= Beginning of Section =

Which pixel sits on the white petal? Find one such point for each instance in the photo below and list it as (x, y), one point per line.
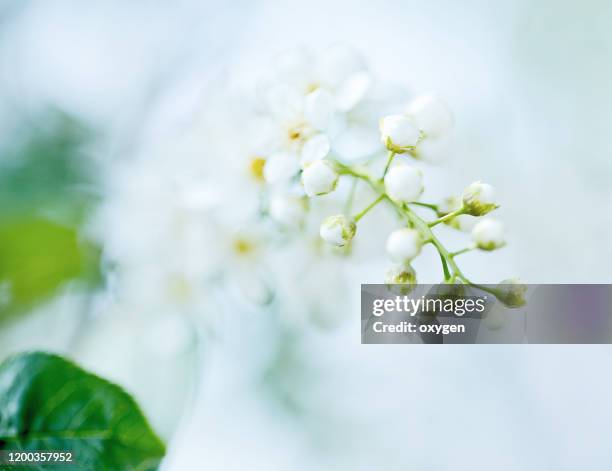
(356, 143)
(280, 167)
(432, 115)
(319, 108)
(315, 148)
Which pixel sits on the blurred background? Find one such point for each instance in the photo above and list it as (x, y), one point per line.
(86, 87)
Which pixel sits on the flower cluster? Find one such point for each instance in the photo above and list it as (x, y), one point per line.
(312, 104)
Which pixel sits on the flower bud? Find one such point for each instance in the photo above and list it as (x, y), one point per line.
(337, 230)
(287, 210)
(404, 183)
(511, 293)
(462, 222)
(432, 115)
(488, 234)
(479, 199)
(319, 178)
(403, 245)
(398, 132)
(401, 275)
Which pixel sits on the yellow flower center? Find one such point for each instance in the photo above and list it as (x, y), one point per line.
(256, 166)
(243, 246)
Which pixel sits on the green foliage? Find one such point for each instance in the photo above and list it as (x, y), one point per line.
(49, 403)
(46, 192)
(36, 257)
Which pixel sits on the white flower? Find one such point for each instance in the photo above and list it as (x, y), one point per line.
(319, 178)
(337, 230)
(431, 115)
(403, 245)
(398, 131)
(479, 199)
(287, 210)
(316, 148)
(488, 234)
(432, 150)
(462, 222)
(404, 183)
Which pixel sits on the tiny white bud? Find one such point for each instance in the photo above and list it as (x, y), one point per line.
(403, 245)
(280, 168)
(432, 150)
(479, 199)
(511, 293)
(287, 210)
(398, 131)
(337, 230)
(432, 115)
(404, 183)
(319, 178)
(488, 234)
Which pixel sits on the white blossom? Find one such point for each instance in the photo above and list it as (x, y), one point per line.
(479, 199)
(337, 230)
(404, 183)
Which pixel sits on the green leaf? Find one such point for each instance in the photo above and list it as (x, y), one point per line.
(49, 403)
(37, 257)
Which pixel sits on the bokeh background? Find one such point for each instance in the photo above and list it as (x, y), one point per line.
(87, 85)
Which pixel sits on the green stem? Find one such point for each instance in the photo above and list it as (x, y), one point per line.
(447, 217)
(358, 216)
(462, 251)
(389, 160)
(433, 207)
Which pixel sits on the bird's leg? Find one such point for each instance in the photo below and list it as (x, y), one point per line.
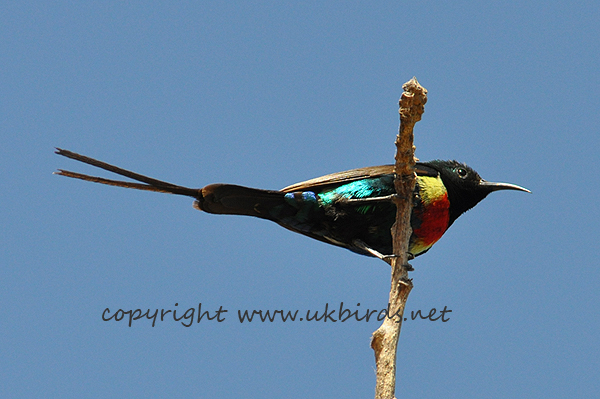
(386, 258)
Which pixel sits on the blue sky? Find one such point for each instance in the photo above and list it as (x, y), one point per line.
(265, 95)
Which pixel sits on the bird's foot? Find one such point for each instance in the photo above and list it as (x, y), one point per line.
(386, 258)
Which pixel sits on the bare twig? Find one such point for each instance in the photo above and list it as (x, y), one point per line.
(385, 339)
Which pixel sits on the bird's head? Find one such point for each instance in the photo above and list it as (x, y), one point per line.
(465, 187)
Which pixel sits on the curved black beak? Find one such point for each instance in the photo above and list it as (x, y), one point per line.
(501, 186)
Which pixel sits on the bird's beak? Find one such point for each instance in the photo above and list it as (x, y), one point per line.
(501, 186)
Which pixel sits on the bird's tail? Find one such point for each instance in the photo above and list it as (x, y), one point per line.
(226, 199)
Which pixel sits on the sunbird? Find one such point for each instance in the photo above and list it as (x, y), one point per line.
(351, 209)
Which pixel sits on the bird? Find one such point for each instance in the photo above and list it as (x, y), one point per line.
(351, 209)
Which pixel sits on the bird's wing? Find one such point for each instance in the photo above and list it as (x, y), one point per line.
(322, 183)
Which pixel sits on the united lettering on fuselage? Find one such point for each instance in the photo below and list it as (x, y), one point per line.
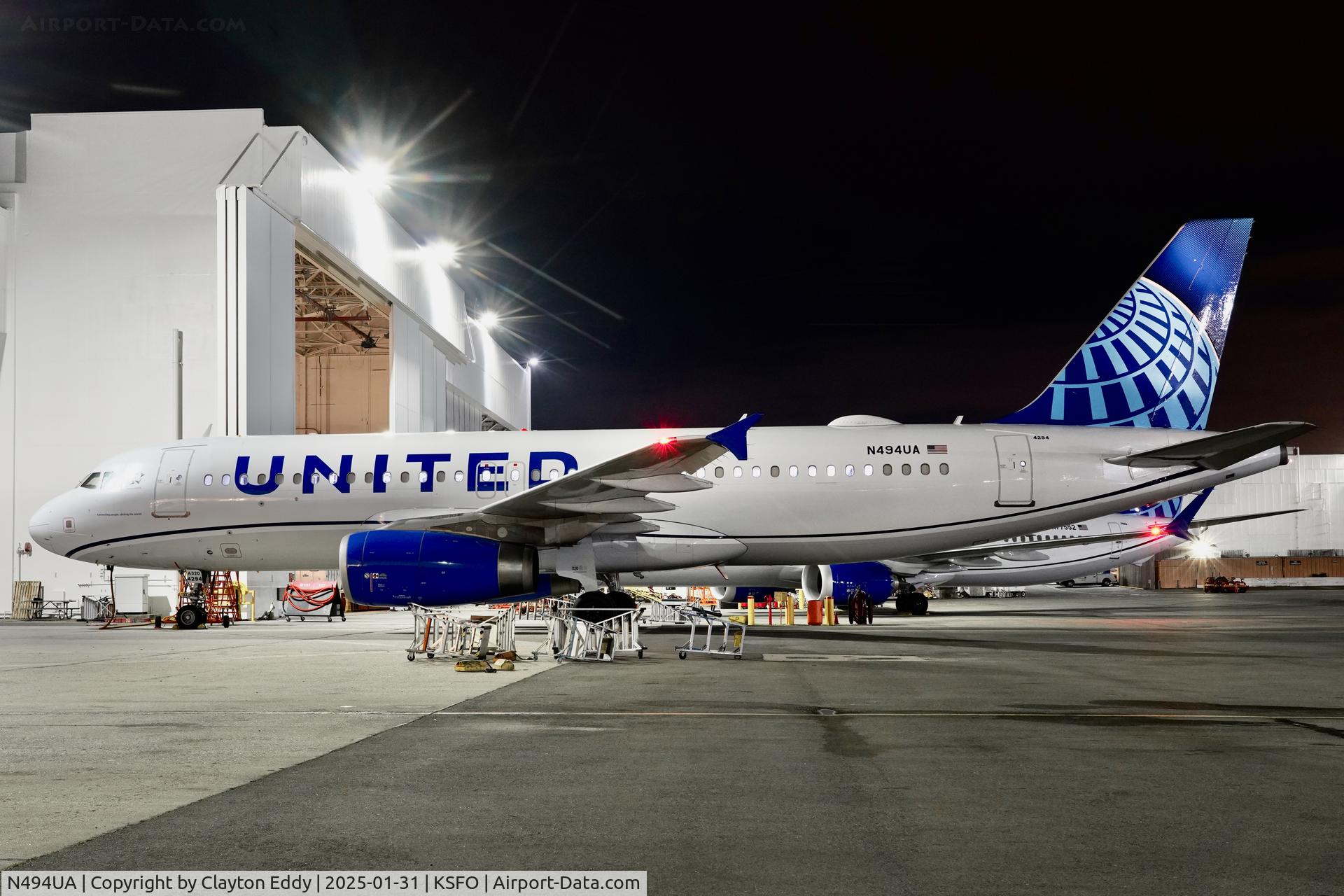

= End of Section =

» **PROBLEM REQUIREMENTS**: What is needed is the data above, retyped exactly, with every picture left out.

» **ANSWER FOR THE TASK**:
Which pixel sits on the white petal? Find one such point for each instance in the photo below and list it as (x, y), one point per line.
(356, 143)
(280, 167)
(432, 115)
(319, 108)
(315, 148)
Which pixel sits on the blurred background? Find one such point for each instance in the photo above and list it as (x, y), one point per line.
(86, 87)
Which pixel sits on the flower cluster? Find one such point for each instance in the photo above and list it as (x, y), one point per line.
(312, 104)
Which pixel sits on the flower bud? Find one such point for each instance in the photo above and list it as (x, y), one point per line.
(337, 230)
(287, 210)
(404, 183)
(511, 293)
(462, 222)
(432, 115)
(488, 234)
(479, 199)
(319, 178)
(403, 245)
(398, 132)
(401, 275)
Which pixel sits on the yellow flower center? Find one such point for each instance in the photo above and list it as (x, y), one point per line.
(256, 166)
(243, 246)
Which pixel sits on the green foliage? Find one such point for each instance in the photo above and list it as (x, y), one point per line.
(49, 403)
(46, 192)
(36, 257)
Which pixel sits on the white flower? Find one such point for each instance in the photo above and list it as (x, y), one point per line.
(319, 178)
(337, 230)
(431, 115)
(403, 245)
(398, 131)
(479, 199)
(287, 210)
(316, 148)
(488, 234)
(432, 150)
(462, 222)
(404, 183)
Which pixel sits on the tiny white bud? Find one such point for each instance in the photo above and list it as (x, y), one point per line.
(403, 245)
(280, 168)
(432, 150)
(479, 199)
(511, 293)
(287, 210)
(398, 131)
(337, 230)
(432, 115)
(404, 183)
(319, 178)
(488, 234)
Which pixel sits on the white blossom? Find one such point for each instance in the photo above and list it as (x, y), one point per line.
(479, 199)
(337, 230)
(404, 183)
Which pixel sits on the green leaf? Find one such point for each instance in the photo above and list it as (x, y), one point per line.
(49, 403)
(37, 257)
Which pixel sits on the bokeh background? Find one such point for each instance in the photo above and list it as (x, y), one point per line.
(87, 85)
Which pixel sits on the green stem? Find one such point for each instance in the photo above and list it as (x, y), one point per line.
(447, 217)
(358, 216)
(462, 251)
(389, 160)
(433, 207)
Which pixel sits on the bird's leg? Find one such point for each instance in the photo below and list it as (x, y), one point per line.
(386, 258)
Which pixel sits on the blue sky? Find one such point for each instance in the photo above and list it as (x, y), one point per line.
(265, 95)
Which pixel sits on the bird's foot? Find one such point for each instance in the photo above and list it as (x, y), one point per line.
(386, 258)
Which pixel sits on the bare twig? Find one such point for each instance in the photo above and list it as (x, y), one point per line.
(385, 339)
Which pixel sits on the bird's head? Find one such point for each instance in the photo above and list it as (x, y), one point per line.
(465, 187)
Which pixel sits on the curved black beak? Find one such point for each instance in the photo above and list it as (x, y), one point per line.
(501, 186)
Which pixel sits on the bird's beak? Find one such point for each instance in the photo above and list it as (x, y), one point per line.
(501, 186)
Which pixel sits on the bird's tail? Find one such point for each instance in the photo above and list it as (x, y), one point per line.
(226, 199)
Which pixel sits on the sunbird? Find one such point for each instance in the photo above and list it as (x, y), one point per line.
(351, 209)
Which pixel sits on the bird? Find one such point for each instance in the photo above and list it as (x, y), one point per line.
(351, 209)
Which pixel sits on the bird's wing? Find one such point for each instance in the photo above and list it as (x, y), one point per line.
(322, 183)
Which pixel sits on the united lettering on fuselage? Find one such point for each instance in the photo below and list it as (x, y), one point per line.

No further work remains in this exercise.